= PROBLEM REQUIREMENTS =
Please rewrite the records as a JSON list of strings, from the start of the records up to and including the line with "rough mask: <svg". Use one string per line, drop blank lines, and leave out the picture.

= SUPPLIED DATA =
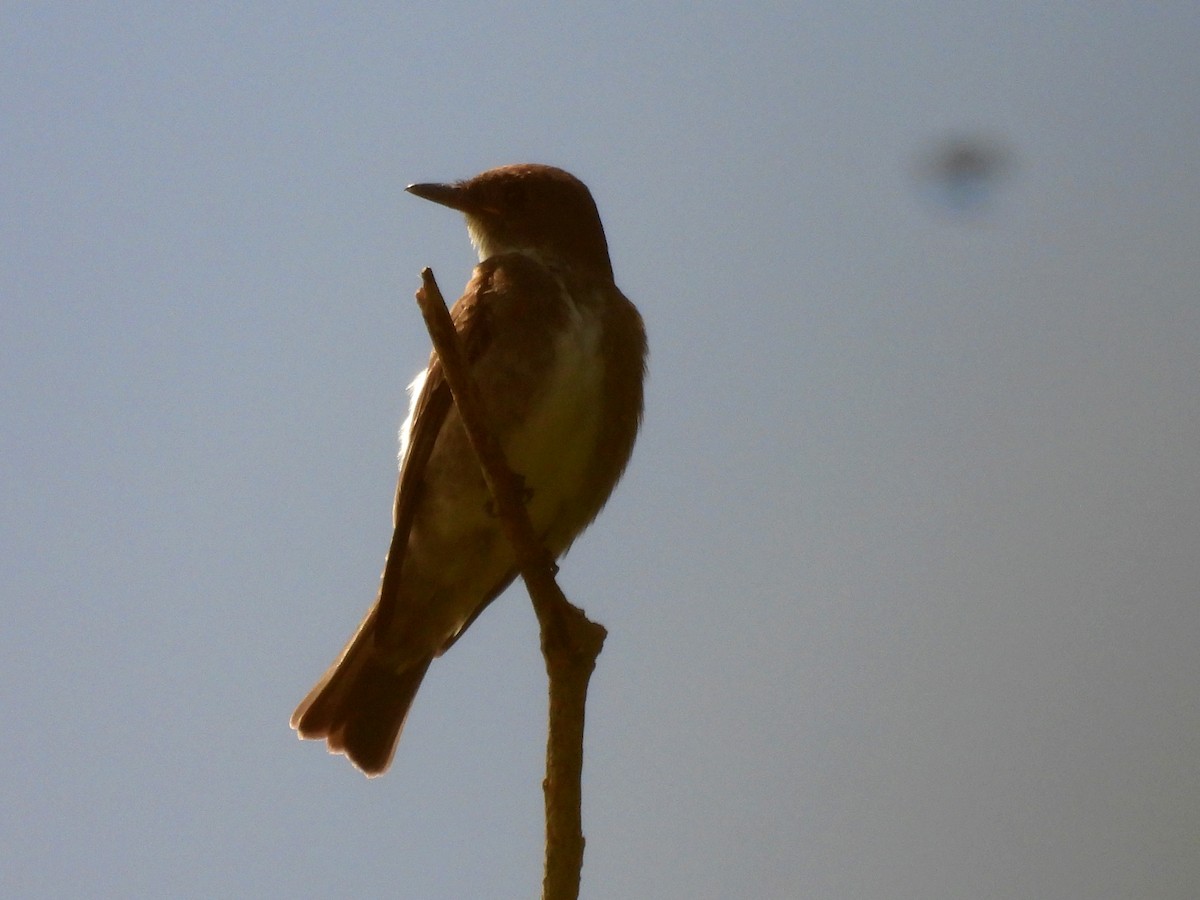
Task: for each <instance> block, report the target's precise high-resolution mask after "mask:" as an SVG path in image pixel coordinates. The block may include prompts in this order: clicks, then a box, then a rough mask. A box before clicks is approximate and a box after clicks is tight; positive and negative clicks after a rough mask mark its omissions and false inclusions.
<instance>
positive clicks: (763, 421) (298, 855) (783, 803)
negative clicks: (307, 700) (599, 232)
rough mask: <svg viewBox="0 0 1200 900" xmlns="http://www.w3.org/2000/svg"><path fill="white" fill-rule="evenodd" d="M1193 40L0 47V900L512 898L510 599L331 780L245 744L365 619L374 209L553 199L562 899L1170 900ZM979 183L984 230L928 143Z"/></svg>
mask: <svg viewBox="0 0 1200 900" xmlns="http://www.w3.org/2000/svg"><path fill="white" fill-rule="evenodd" d="M1198 46H1200V8H1198V7H1196V6H1195V4H1184V2H1177V4H1171V2H1166V4H1152V5H1146V4H1100V5H1094V4H1092V5H1082V4H1076V5H1055V6H1046V5H1042V4H1008V5H995V4H982V2H955V4H950V2H925V4H914V5H910V6H908V7H907V8H904V10H901V8H900V7H899V6H886V7H882V8H881V6H880V5H854V4H852V5H847V4H844V2H838V4H808V5H800V4H749V5H748V4H712V2H688V4H684V2H649V4H647V2H637V4H632V2H613V4H608V5H605V6H602V7H582V6H581V7H578V8H570V7H568V6H564V5H552V4H529V2H516V4H509V5H504V6H496V7H487V6H484V5H475V4H463V2H448V4H440V5H437V6H432V5H430V6H428V7H427V8H415V7H413V6H412V5H409V8H403V7H401V6H400V5H386V4H379V5H370V4H364V5H355V6H353V7H352V6H335V5H313V4H259V5H254V6H253V10H252V11H247V10H245V8H241V7H235V6H234V7H230V6H224V5H211V6H206V5H202V6H196V7H192V6H184V5H166V4H139V2H133V4H121V5H115V4H95V5H66V4H58V5H19V6H18V5H8V6H6V7H5V10H4V11H2V12H0V119H2V121H4V128H2V137H0V148H2V152H0V228H2V233H0V290H2V295H4V304H2V310H0V377H2V382H4V385H5V389H4V391H2V394H0V415H2V418H0V442H2V444H0V454H2V460H4V464H2V467H0V546H2V550H0V595H2V605H0V713H2V716H4V722H5V726H4V728H2V730H0V763H2V764H0V796H2V797H4V803H2V808H4V811H2V812H0V881H2V888H4V889H2V892H0V893H4V894H5V895H6V896H22V898H25V896H29V898H40V896H84V895H92V896H98V895H110V896H146V898H150V896H155V898H157V896H259V898H274V896H349V895H358V896H385V895H386V896H406V898H464V896H488V898H517V896H532V895H535V894H536V892H538V886H539V884H540V860H541V844H542V841H541V830H542V822H541V793H540V778H541V768H542V748H544V718H545V694H544V691H545V686H544V674H542V668H541V660H540V656H539V654H538V644H536V630H535V623H534V618H533V614H532V612H530V610H529V605H528V600H527V599H526V596H524V595H523V593H521V592H520V590H516V589H514V590H511V592H510V593H509V594H508V595H506V596H505V598H504V599H503V600H502V601H500V602H498V604H497V605H496V606H494V607H493V608H492V610H490V611H488V612H487V614H486V616H485V617H482V618H481V619H480V620H479V622H478V623H476V625H475V626H474V628H473V629H472V631H470V634H469V635H468V637H466V638H464V640H463V641H462V642H460V643H458V644H457V646H456V647H455V648H454V652H452V653H451V654H449V655H448V656H445V658H444V659H442V660H440V661H438V662H437V664H436V665H434V667H433V668H432V671H431V673H430V677H428V679H427V682H426V684H425V686H424V689H422V691H421V695H420V697H419V700H418V702H416V706H415V708H414V712H413V715H412V716H410V719H409V722H408V727H407V730H406V733H404V737H403V740H402V743H401V746H400V749H398V752H397V757H396V762H395V764H394V767H392V769H391V772H390V773H389V774H388V775H386V776H384V778H383V779H378V780H373V781H367V780H366V779H364V778H362V776H361V775H359V774H358V773H356V772H354V770H353V769H352V768H350V767H349V766H348V764H347V763H346V762H344V761H343V760H341V758H337V757H330V756H326V754H325V752H324V750H323V748H320V746H318V745H316V744H310V743H305V744H301V743H299V742H296V740H295V737H294V734H293V733H292V732H290V731H289V730H288V726H287V720H288V715H289V714H290V712H292V709H293V707H294V704H295V703H296V702H298V701H299V700H300V697H301V696H302V695H304V692H305V691H306V690H307V689H308V686H310V685H311V683H312V680H313V679H314V678H316V677H317V676H318V674H319V673H320V671H322V670H323V668H324V667H325V666H326V665H328V664H329V662H330V661H331V659H332V656H334V655H335V654H336V652H337V650H338V649H340V648H341V644H342V641H343V640H344V637H346V636H347V635H348V634H349V632H350V630H352V629H353V626H354V625H355V623H356V622H358V619H359V617H360V614H361V612H362V611H364V608H365V607H366V606H367V604H368V602H370V600H371V599H372V594H373V590H374V586H376V583H377V578H378V575H379V569H380V565H382V562H383V556H384V552H385V548H386V546H388V540H389V536H390V532H389V528H390V504H391V491H392V488H394V482H395V452H396V430H397V426H398V424H400V420H401V418H402V414H403V409H404V404H406V398H404V394H403V388H404V385H406V384H407V383H408V380H409V378H410V377H412V376H413V373H414V372H415V371H416V370H418V368H419V367H420V366H421V365H424V360H425V358H426V354H427V346H428V340H427V336H426V334H425V331H424V328H422V325H421V322H420V316H419V313H418V311H416V308H415V306H414V304H413V301H412V294H413V290H414V289H415V288H416V286H418V274H419V271H420V269H421V268H422V266H425V265H431V266H433V268H434V271H436V272H437V275H438V277H439V280H440V283H442V284H443V287H444V288H445V290H446V293H452V292H454V290H455V289H456V288H458V287H460V286H461V284H462V283H464V281H466V278H467V276H468V272H469V269H470V265H472V263H473V258H472V251H470V247H469V245H468V240H467V234H466V229H464V228H463V224H462V222H461V221H460V220H458V217H456V216H455V215H454V214H450V212H449V211H446V210H443V209H439V208H437V206H433V205H430V204H425V203H421V202H419V200H416V199H415V198H412V197H409V196H407V194H404V193H403V186H404V185H406V184H407V182H410V181H428V180H450V179H456V178H463V176H468V175H472V174H474V173H476V172H479V170H481V169H484V168H487V167H491V166H496V164H500V163H508V162H516V161H526V160H530V161H541V162H551V163H556V164H559V166H563V167H564V168H568V169H570V170H572V172H575V173H576V174H578V175H580V176H581V178H583V179H584V180H586V181H587V182H588V184H589V185H590V186H592V188H593V192H594V194H595V197H596V200H598V203H599V206H600V210H601V212H602V215H604V218H605V222H606V227H607V230H608V238H610V245H611V248H612V256H613V263H614V268H616V271H617V277H618V283H619V284H620V286H622V287H623V289H624V290H625V292H626V293H628V294H629V295H630V296H631V298H632V299H634V300H635V301H636V302H638V305H640V306H641V308H642V311H643V313H644V316H646V320H647V325H648V330H649V335H650V343H652V373H650V380H649V388H648V390H649V392H648V404H647V416H646V427H644V431H643V434H642V438H641V442H640V444H638V448H637V450H636V452H635V458H634V462H632V466H631V468H630V470H629V473H628V475H626V478H625V480H624V482H623V484H622V486H620V487H619V488H618V492H617V494H616V496H614V498H613V500H612V503H611V504H610V506H608V509H607V510H606V512H605V514H604V515H602V516H601V517H600V520H599V522H598V523H596V526H594V528H593V529H592V530H590V532H589V533H588V534H586V535H584V538H583V539H582V540H581V541H580V542H578V544H577V545H576V547H575V550H572V552H571V553H570V554H569V557H568V558H566V560H565V562H564V565H563V570H562V575H560V581H562V583H563V584H564V587H565V589H566V590H568V593H569V595H570V596H571V598H572V599H574V600H575V601H576V602H578V604H580V605H582V606H584V607H586V608H587V610H588V612H589V613H592V614H593V616H594V617H595V618H596V619H599V620H601V622H604V623H605V624H606V625H607V626H608V629H610V632H611V635H610V638H608V643H607V647H606V649H605V652H604V654H602V656H601V659H600V665H599V670H598V672H596V676H595V678H594V680H593V690H592V697H590V707H589V720H588V734H587V761H586V778H584V827H586V832H587V836H588V850H587V864H586V870H584V878H583V895H584V896H587V898H635V896H646V898H664V899H666V900H672V899H676V898H678V899H684V898H688V899H695V898H730V896H754V898H794V896H811V898H853V899H856V900H863V899H865V898H881V899H883V898H887V899H888V900H895V898H912V899H913V900H917V899H920V900H928V899H929V898H948V899H949V898H966V896H970V898H1026V896H1039V898H1090V899H1093V900H1094V899H1098V898H1114V899H1116V898H1129V896H1144V898H1151V896H1153V898H1180V899H1181V900H1182V899H1183V898H1194V896H1196V895H1198V894H1200V862H1198V860H1200V842H1198V835H1200V703H1198V697H1200V653H1198V644H1200V366H1198V350H1200V301H1198V295H1200V292H1198V286H1200V253H1198V244H1196V240H1198V239H1196V235H1198V234H1200V166H1198V164H1196V162H1198V156H1196V148H1198V146H1200V55H1198V54H1196V49H1195V48H1196V47H1198ZM964 134H965V136H973V134H978V136H982V138H983V139H986V140H989V142H996V145H998V146H1001V148H1003V150H1004V152H1006V154H1007V156H1006V158H1007V160H1008V161H1009V162H1010V164H1009V166H1006V169H1004V172H1003V176H1002V178H997V179H996V181H995V184H994V185H991V192H990V196H988V197H986V198H985V203H982V204H978V205H977V206H972V208H971V209H962V208H960V206H959V205H958V204H955V203H947V202H946V200H947V198H946V196H944V194H941V193H940V192H938V191H936V190H934V191H931V190H929V187H930V186H929V184H928V181H926V179H925V175H922V173H925V174H926V175H928V172H929V167H928V164H926V163H928V161H929V158H930V154H936V151H937V148H938V146H940V145H941V142H946V140H953V139H956V138H958V137H960V136H964Z"/></svg>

= TASK RESPONSE =
[
  "Task: for each <instance> block, report the target's precise high-resolution mask after \"mask:\" as an SVG path in image pixel coordinates. The block may include prompts in this order: clicks, then a box, then a rough mask. A box before clicks is approximate and a box after clicks is tight; positive and negative clicks after a rough mask mark its omissions and false inclusions.",
  "<instance>",
  "positive clicks: (763, 421) (298, 855) (783, 803)",
  "negative clicks: (307, 700) (599, 232)",
  "rough mask: <svg viewBox=\"0 0 1200 900\" xmlns=\"http://www.w3.org/2000/svg\"><path fill=\"white\" fill-rule=\"evenodd\" d=\"M1193 40L0 47V900L512 898L510 599L331 780L245 744L365 619L374 209L553 199L562 899L1170 900ZM979 183L984 230L928 143Z\"/></svg>"
]